Texto proporcionado:
La marcha de la economía y la popularidad del presidente Obama contrastan con la visión de un país al borde de la rebelión populista
Washington
Estados Unidos no es Donald Trump. Parece una perogrullada, pero las victorias del magnate neoyorquino en las elecciones primarias del Partido Republicano proyectan la imagen de un país con una economía al borde del derrumbe y en plena revuelta populista contra una oligarquía representada por Washington. No es así. Pese a las crecientes desigualdades, la economía estadounidense es una de las que ha salido más fortalecida del mundo tras la Gran Recesión de la década pasada. Y Trump es impopular en su país, mucho más que el máximo representante del statu quo: el presidente Barack Obama.
El demócrata Obama cree que Trump daña la imagen internacional de Estados Unidos. "Constantemente me llegan preguntas de líderes extranjeros sobre algunas de las sugerencias más extravagantes que se hacen", dijo el presidenteel martes.
Le ocurrió la semana pasada durante la cumbre sobre la seguridad nuclear en Washington, después de que Trump hubiese dado por buena la posibilidad de que los aliados de EE UU en Asia —Japón y Corea del Sur— se armasen conbombas atómicas. Unos días después se reunió con el secretario general de la OTAN, Jens Stoltenberg, y los titulares de la prensa interpretaron la reunión bajo el prisma de Trump, que había sugerido la disolución de la Alianza Atlántica. En el viaje reciente a Cuba y Argentina, Trump parecía un invitado invisible: no estaba allí físicamente, pero en cada evento se notaba su presencia.

Fragmentos de entradas:
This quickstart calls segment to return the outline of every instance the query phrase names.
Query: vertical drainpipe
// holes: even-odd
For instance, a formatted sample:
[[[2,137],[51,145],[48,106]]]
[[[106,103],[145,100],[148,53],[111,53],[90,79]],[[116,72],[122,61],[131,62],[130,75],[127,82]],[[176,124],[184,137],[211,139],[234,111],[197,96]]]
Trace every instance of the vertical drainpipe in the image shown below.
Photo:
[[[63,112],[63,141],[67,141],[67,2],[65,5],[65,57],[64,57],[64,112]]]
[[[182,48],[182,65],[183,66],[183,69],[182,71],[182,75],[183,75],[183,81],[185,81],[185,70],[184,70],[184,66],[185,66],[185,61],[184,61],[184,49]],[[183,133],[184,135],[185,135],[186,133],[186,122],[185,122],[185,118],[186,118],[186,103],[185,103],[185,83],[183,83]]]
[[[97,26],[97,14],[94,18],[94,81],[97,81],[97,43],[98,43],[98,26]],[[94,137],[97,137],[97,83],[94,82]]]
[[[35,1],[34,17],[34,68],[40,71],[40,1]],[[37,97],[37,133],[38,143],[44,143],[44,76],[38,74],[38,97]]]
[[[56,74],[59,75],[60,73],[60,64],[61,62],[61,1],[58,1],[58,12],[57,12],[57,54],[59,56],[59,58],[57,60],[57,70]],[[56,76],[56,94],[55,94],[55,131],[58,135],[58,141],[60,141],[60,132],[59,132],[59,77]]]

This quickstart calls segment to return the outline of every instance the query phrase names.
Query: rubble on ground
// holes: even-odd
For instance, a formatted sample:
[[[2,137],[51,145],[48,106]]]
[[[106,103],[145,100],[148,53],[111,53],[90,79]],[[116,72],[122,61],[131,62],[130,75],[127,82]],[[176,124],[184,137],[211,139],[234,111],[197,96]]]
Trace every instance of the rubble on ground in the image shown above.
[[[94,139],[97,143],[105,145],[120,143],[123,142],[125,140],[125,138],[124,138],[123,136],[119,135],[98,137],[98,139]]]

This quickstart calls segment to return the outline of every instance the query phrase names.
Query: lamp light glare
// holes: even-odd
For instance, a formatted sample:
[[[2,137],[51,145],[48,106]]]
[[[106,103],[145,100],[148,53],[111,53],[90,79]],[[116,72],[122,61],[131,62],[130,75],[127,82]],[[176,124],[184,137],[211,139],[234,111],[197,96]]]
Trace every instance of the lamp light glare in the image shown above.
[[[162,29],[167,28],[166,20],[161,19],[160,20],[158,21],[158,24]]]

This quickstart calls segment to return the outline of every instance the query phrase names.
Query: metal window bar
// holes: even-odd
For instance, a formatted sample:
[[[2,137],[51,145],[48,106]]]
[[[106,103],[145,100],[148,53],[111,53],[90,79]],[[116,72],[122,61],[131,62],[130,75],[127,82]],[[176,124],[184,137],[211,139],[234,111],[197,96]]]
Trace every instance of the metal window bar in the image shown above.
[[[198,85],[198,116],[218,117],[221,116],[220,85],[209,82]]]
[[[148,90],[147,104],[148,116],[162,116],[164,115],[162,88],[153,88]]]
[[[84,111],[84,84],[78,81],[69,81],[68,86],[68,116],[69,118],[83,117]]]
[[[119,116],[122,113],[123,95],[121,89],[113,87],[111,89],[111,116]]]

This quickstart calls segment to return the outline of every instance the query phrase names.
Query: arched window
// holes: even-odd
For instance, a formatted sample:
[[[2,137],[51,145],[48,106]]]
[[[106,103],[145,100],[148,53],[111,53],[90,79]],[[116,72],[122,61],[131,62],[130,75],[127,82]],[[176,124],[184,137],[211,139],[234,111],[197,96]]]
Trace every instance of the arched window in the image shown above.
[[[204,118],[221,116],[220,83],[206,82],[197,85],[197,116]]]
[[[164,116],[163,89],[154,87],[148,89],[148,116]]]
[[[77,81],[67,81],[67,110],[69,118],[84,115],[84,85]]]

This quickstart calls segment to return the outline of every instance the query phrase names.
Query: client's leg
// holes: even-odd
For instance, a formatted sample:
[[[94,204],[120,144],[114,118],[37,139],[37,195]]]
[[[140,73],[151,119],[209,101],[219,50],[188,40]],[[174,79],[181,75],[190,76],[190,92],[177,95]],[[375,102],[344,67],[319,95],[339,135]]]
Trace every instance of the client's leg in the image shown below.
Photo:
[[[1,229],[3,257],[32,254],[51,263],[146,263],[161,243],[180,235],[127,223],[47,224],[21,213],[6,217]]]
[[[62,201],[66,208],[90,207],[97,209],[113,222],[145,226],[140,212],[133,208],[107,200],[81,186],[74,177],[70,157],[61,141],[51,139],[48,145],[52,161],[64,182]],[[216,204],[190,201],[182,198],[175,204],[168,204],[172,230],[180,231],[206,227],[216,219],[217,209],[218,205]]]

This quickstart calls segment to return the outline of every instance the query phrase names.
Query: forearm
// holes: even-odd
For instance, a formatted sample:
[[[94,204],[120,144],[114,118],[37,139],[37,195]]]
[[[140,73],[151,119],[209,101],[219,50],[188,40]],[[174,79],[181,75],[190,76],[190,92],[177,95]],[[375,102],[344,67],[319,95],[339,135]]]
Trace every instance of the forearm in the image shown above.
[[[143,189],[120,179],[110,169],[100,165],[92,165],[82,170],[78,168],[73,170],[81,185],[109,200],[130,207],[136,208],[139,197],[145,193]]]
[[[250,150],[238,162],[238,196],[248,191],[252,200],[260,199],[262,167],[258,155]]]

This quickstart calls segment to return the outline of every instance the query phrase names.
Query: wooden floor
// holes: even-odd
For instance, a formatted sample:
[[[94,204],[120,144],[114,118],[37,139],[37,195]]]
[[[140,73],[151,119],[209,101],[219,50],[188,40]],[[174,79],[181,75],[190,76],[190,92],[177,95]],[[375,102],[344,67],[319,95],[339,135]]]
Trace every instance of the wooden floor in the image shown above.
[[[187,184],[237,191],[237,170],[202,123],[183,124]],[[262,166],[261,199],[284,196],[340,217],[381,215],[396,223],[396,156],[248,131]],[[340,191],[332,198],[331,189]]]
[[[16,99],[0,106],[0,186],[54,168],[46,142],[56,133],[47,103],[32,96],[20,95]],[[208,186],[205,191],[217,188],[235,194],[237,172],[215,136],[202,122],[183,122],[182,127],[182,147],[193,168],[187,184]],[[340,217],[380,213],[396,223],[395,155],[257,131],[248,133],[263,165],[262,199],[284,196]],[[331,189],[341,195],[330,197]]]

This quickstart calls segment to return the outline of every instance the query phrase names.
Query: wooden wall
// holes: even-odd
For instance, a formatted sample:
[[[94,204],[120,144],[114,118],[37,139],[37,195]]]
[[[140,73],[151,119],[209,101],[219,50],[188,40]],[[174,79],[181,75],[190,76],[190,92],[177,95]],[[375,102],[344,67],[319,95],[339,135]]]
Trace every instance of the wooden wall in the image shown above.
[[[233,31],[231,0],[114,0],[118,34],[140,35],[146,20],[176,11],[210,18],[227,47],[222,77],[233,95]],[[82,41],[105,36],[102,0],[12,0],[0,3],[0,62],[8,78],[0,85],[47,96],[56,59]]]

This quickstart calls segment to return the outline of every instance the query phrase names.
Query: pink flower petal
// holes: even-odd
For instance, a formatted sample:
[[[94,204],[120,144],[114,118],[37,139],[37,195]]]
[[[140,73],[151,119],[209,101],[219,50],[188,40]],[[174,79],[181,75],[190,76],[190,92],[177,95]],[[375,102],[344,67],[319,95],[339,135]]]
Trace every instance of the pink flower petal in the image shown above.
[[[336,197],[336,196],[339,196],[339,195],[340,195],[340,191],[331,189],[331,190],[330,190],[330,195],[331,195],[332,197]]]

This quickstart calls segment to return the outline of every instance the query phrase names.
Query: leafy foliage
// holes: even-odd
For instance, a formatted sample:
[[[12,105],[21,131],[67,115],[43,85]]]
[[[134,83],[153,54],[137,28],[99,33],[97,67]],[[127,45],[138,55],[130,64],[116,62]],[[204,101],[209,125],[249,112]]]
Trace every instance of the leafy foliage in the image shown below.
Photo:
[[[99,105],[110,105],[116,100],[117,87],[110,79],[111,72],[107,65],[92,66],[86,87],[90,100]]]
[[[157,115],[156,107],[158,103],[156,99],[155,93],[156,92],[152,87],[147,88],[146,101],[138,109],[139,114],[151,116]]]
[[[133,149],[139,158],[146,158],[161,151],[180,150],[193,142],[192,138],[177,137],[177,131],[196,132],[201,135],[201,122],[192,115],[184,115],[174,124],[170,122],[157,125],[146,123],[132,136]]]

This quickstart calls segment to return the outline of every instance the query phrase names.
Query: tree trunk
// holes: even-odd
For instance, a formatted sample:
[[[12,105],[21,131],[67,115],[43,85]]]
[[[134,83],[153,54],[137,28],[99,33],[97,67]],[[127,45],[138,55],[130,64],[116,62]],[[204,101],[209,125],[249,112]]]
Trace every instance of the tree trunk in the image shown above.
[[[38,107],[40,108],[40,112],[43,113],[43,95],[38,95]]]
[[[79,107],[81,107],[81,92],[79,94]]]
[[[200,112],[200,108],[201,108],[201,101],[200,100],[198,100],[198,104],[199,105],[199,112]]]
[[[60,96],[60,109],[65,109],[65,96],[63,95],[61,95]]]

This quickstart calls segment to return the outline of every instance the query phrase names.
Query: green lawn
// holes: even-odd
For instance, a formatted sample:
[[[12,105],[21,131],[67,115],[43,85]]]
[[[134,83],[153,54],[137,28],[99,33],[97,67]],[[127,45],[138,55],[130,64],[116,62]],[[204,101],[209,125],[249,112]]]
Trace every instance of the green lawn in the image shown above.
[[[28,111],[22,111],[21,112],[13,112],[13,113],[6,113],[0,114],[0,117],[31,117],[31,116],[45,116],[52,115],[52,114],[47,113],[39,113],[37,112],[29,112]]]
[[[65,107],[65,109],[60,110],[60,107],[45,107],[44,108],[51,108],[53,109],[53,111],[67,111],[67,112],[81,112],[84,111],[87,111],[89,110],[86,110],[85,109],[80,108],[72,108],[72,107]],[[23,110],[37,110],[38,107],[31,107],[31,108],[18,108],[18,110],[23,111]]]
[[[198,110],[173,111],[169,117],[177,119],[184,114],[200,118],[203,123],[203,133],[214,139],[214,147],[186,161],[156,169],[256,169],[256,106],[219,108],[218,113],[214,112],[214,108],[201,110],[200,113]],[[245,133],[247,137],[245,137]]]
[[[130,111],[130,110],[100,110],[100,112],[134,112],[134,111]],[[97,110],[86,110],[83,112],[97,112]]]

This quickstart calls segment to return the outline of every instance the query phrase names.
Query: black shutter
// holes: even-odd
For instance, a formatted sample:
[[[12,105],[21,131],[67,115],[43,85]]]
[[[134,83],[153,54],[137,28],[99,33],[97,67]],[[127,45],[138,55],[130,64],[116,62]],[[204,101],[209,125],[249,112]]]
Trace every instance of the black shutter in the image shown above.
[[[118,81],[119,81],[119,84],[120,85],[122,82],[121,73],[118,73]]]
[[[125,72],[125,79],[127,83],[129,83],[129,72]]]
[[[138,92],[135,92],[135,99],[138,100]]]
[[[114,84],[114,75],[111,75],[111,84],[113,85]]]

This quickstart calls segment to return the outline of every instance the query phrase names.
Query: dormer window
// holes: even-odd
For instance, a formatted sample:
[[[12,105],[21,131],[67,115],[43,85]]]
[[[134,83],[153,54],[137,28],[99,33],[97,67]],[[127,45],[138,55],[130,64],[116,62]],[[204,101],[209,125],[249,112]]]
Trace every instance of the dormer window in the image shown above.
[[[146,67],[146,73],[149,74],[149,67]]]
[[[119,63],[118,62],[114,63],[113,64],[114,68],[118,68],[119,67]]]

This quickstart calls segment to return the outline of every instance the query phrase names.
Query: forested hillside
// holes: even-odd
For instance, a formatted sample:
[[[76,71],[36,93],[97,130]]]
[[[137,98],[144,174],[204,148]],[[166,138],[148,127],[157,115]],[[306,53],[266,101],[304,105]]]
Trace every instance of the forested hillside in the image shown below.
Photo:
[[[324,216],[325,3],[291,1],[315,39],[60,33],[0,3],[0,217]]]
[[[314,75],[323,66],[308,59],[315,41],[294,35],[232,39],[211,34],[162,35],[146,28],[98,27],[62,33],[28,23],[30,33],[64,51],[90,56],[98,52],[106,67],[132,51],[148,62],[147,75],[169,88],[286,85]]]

Instrucción: Devuelve completo y sin ningún cambio el texto sobre Trump y la economía estadounidense.

Solución:
La marcha de la economía y la popularidad del presidente Obama contrastan con la visión de un país al borde de la rebelión populista
Washington
Estados Unidos no es Donald Trump. Parece una perogrullada, pero las victorias del magnate neoyorquino en las elecciones primarias del Partido Republicano proyectan la imagen de un país con una economía al borde del derrumbe y en plena revuelta populista contra una oligarquía representada por Washington. No es así. Pese a las crecientes desigualdades, la economía estadounidense es una de las que ha salido más fortalecida del mundo tras la Gran Recesión de la década pasada. Y Trump es impopular en su país, mucho más que el máximo representante del statu quo: el presidente Barack Obama.
El demócrata Obama cree que Trump daña la imagen internacional de Estados Unidos. "Constantemente me llegan preguntas de líderes extranjeros sobre algunas de las sugerencias más extravagantes que se hacen", dijo el presidenteel martes.
Le ocurrió la semana pasada durante la cumbre sobre la seguridad nuclear en Washington, después de que Trump hubiese dado por buena la posibilidad de que los aliados de EE UU en Asia —Japón y Corea del Sur— se armasen conbombas atómicas. Unos días después se reunió con el secretario general de la OTAN, Jens Stoltenberg, y los titulares de la prensa interpretaron la reunión bajo el prisma de Trump, que había sugerido la disolución de la Alianza Atlántica. En el viaje reciente a Cuba y Argentina, Trump parecía un invitado invisible: no estaba allí físicamente, pero en cada evento se notaba su presencia.